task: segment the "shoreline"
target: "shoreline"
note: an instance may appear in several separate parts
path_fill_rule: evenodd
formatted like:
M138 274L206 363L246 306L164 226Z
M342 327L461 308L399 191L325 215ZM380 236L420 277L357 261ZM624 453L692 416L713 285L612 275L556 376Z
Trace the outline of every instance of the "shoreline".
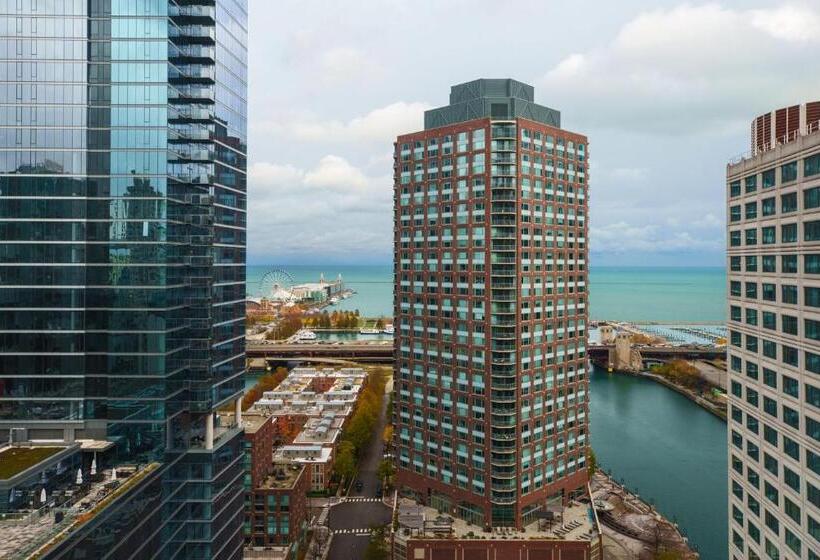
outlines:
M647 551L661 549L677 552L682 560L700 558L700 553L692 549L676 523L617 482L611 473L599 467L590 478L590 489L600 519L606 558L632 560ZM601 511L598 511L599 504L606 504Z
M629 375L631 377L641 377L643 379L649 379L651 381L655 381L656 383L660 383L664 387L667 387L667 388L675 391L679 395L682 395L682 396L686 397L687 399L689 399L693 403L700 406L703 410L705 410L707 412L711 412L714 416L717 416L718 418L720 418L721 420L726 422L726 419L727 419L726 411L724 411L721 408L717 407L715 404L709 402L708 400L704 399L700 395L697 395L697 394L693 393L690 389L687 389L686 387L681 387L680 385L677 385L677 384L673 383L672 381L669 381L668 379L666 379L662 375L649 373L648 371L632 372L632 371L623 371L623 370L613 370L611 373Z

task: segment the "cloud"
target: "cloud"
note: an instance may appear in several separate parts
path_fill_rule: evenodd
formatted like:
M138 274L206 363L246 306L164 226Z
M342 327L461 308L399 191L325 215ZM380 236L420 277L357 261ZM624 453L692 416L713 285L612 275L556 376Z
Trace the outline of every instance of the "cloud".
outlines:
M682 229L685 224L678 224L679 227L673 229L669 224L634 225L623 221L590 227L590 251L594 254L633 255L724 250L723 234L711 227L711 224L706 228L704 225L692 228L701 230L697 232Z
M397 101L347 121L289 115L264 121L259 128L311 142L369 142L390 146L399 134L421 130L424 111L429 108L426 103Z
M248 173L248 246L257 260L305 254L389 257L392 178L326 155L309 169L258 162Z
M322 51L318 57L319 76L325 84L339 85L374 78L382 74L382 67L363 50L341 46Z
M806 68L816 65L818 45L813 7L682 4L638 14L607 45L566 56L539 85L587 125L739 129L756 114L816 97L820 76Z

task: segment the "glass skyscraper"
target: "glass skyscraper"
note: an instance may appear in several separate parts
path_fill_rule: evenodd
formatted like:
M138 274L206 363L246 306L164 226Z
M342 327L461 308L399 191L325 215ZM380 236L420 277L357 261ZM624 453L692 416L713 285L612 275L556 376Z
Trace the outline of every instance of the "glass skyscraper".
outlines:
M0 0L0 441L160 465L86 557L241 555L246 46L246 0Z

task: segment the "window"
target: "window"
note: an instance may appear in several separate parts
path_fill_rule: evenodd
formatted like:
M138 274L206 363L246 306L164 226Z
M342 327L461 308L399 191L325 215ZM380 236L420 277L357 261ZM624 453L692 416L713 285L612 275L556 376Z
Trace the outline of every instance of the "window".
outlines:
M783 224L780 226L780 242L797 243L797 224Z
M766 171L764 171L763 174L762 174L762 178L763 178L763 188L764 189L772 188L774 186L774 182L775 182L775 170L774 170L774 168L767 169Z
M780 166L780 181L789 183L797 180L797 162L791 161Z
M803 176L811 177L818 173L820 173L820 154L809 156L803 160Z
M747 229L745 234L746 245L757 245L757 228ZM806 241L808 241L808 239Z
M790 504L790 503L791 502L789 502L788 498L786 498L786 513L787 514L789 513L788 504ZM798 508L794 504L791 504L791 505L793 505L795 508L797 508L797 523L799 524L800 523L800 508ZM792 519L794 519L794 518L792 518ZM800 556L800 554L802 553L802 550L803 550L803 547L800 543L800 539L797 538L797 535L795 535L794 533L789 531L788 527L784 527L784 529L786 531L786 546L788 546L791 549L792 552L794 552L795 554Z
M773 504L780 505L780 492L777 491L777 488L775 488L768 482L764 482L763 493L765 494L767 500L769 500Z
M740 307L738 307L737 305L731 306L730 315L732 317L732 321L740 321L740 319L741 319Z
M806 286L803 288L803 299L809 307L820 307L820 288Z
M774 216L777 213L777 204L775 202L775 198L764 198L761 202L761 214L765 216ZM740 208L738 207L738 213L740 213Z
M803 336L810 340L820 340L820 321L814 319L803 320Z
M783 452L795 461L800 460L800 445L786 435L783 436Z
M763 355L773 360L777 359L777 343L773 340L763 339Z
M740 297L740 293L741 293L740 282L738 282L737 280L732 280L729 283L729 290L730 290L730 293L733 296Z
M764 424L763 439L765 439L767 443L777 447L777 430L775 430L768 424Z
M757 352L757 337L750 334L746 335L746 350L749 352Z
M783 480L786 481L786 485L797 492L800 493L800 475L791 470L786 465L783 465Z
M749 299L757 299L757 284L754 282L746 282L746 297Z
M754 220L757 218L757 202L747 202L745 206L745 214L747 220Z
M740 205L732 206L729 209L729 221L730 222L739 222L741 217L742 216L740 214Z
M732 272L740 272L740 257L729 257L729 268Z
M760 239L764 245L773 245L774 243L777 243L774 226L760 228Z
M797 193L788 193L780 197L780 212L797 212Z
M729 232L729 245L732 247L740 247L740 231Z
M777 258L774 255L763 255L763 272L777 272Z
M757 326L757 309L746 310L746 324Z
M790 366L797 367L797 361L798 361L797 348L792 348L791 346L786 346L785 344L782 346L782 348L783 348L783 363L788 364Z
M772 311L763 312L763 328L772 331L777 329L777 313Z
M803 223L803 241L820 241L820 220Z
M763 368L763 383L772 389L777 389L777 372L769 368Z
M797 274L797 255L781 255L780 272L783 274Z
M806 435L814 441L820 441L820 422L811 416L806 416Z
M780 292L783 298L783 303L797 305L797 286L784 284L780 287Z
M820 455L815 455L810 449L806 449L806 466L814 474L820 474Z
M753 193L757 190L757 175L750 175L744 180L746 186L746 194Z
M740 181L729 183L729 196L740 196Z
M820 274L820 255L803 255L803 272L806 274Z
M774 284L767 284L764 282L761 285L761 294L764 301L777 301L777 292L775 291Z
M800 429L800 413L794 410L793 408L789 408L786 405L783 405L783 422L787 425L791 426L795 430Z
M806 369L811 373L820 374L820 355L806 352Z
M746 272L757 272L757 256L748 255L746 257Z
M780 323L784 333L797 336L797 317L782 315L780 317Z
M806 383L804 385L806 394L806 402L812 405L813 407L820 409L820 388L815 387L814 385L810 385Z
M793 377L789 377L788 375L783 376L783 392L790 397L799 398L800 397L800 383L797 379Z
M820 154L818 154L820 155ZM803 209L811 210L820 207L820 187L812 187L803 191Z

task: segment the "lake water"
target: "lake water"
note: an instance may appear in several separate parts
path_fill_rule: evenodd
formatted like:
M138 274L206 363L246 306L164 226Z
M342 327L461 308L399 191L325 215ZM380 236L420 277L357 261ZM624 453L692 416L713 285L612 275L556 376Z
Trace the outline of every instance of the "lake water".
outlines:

# # # # #

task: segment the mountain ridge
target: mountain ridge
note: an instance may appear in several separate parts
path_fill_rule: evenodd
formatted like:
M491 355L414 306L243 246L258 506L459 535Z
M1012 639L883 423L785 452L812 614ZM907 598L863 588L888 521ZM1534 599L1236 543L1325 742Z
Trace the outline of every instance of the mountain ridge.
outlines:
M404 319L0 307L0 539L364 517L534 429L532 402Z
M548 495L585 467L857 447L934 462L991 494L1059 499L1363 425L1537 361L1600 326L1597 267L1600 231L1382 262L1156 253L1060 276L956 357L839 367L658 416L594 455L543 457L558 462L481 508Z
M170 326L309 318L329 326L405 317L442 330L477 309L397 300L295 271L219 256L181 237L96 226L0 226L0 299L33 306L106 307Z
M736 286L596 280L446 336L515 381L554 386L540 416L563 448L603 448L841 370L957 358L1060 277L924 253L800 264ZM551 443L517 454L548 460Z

# # # # #

• Problem details: Pick out every line above that contains the word "target" and copy it.

• Solution to this task:
target: "shoreline"
target: "cloud"
target: "glass skyscraper"
target: "window"
target: "lake water"
target: mountain ridge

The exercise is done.